# Entries
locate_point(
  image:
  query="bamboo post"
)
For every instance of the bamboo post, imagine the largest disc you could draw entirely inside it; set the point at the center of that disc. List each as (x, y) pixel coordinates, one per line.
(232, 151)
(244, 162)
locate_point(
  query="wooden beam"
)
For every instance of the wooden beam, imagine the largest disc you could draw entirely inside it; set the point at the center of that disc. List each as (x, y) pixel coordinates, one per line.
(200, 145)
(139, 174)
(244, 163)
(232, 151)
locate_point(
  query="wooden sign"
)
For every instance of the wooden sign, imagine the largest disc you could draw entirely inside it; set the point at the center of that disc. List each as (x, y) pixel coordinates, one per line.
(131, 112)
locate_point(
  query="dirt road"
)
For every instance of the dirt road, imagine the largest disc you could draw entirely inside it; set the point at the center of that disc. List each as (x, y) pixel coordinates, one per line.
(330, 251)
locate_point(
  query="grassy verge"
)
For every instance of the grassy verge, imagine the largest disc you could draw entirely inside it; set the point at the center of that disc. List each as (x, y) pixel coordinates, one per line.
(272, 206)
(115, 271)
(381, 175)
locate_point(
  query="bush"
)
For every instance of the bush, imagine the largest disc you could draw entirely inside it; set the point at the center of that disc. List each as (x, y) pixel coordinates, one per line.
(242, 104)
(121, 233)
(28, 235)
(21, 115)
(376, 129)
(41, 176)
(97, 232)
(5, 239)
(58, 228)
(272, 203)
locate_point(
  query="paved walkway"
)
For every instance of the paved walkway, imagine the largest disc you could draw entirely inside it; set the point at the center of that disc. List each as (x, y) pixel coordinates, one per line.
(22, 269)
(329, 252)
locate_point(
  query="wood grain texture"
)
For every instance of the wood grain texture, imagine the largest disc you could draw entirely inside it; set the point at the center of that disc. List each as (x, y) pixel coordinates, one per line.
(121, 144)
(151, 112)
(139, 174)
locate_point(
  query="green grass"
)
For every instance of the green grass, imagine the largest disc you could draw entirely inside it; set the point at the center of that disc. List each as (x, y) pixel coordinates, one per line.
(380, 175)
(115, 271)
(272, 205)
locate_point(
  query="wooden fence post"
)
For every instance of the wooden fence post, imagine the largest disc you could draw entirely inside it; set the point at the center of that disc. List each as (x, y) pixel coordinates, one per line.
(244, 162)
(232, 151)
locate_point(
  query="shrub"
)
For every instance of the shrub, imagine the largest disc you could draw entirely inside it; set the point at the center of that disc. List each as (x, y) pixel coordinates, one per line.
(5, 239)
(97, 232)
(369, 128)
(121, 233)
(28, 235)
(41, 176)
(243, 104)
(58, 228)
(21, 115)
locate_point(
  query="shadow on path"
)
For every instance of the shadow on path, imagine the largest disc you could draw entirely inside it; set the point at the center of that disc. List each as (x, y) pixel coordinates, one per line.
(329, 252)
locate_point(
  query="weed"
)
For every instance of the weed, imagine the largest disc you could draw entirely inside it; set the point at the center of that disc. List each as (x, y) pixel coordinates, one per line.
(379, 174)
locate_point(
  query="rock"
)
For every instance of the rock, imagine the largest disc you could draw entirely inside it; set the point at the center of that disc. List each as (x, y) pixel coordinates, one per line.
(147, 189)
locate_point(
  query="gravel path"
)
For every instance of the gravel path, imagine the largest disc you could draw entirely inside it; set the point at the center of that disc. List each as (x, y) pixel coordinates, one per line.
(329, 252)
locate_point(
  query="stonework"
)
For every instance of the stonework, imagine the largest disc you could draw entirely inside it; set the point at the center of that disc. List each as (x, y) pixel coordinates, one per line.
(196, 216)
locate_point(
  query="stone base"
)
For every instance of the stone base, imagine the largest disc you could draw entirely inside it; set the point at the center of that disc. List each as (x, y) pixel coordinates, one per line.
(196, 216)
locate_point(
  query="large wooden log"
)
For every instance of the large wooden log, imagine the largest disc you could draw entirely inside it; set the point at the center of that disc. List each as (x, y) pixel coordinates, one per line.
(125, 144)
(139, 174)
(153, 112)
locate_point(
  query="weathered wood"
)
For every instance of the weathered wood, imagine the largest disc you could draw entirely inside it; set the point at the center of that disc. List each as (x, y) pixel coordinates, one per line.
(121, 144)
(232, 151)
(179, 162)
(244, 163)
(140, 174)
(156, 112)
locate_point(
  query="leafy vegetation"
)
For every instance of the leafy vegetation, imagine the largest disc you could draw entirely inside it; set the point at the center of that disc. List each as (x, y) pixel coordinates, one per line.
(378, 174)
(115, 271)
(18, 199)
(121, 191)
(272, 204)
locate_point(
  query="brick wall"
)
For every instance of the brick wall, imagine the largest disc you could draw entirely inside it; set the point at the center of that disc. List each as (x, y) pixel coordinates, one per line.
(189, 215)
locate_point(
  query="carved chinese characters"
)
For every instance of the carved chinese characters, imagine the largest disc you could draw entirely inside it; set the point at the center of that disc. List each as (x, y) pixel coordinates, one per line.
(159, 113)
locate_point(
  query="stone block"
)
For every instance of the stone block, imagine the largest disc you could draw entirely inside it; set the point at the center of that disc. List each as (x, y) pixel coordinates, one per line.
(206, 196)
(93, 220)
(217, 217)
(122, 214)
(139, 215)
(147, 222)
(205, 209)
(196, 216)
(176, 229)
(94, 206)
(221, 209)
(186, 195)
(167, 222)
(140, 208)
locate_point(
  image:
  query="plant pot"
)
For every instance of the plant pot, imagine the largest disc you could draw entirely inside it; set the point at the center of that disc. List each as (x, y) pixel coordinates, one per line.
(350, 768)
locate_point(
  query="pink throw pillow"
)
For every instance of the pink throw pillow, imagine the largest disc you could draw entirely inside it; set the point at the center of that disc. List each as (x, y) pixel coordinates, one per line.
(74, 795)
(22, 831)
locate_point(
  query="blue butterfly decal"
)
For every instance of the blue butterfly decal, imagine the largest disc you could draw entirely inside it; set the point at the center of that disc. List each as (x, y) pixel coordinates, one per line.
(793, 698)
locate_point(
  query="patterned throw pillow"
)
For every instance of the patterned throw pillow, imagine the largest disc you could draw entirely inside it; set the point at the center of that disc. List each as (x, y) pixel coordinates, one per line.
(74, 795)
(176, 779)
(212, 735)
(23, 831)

# Exercise prompt
Show every line in the rows above that contains the word "gravel", matching case exactly.

# Expected answer
  query="gravel path"
For every instance of the gravel path, imagine the largest disc you could draw entirely inside it; set the point at the center of that disc. List each as (x, y) pixel coordinates, one per line.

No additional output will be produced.